[[ Entries provided open ]]
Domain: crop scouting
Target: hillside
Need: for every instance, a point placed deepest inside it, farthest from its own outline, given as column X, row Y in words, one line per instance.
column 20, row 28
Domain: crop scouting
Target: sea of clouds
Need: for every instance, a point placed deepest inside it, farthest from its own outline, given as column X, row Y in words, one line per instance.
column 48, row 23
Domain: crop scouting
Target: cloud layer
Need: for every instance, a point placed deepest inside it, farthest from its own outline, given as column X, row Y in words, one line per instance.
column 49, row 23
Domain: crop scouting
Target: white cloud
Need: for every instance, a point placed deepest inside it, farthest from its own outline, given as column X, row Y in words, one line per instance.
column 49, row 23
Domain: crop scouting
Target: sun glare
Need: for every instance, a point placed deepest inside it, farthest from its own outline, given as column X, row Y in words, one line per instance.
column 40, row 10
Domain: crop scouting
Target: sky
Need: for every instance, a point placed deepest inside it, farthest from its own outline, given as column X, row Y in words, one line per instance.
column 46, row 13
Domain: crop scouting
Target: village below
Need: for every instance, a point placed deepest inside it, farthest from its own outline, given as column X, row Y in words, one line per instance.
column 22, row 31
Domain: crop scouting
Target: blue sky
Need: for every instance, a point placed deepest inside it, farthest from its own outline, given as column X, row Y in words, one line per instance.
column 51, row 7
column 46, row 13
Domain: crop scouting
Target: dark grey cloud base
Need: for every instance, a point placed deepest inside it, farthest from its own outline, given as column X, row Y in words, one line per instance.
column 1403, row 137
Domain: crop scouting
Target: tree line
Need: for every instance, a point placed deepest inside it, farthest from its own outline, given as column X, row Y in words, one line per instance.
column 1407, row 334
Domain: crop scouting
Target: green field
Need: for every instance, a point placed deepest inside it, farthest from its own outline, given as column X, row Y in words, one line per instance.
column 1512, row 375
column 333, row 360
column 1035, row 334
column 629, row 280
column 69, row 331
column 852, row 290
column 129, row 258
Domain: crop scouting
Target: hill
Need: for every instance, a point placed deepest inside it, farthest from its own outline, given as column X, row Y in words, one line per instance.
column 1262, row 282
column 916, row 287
[[ Entries provided closed ]]
### Work required
Reproduce each line of the records in which "Target" appears.

### Output for this exercise
Target: hillside
Target: sea of clouds
Target: cloud layer
Target: white cloud
Target: sun glare
Target: sky
Target: village below
Target: blue sky
Target: dark grey cloud base
Target: tree line
Target: green field
Target: hill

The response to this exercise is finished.